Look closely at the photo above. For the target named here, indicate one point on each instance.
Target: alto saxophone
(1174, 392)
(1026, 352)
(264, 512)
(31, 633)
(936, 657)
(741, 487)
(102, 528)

▶ Task requirements
With nothing added or dropped, reproduce all the data exactly.

▶ Problem solution
Look closely at the photo above. For the target named here, indicate one point on each instance.
Target: alto saxophone
(1174, 392)
(1026, 352)
(264, 512)
(31, 633)
(936, 657)
(741, 487)
(102, 528)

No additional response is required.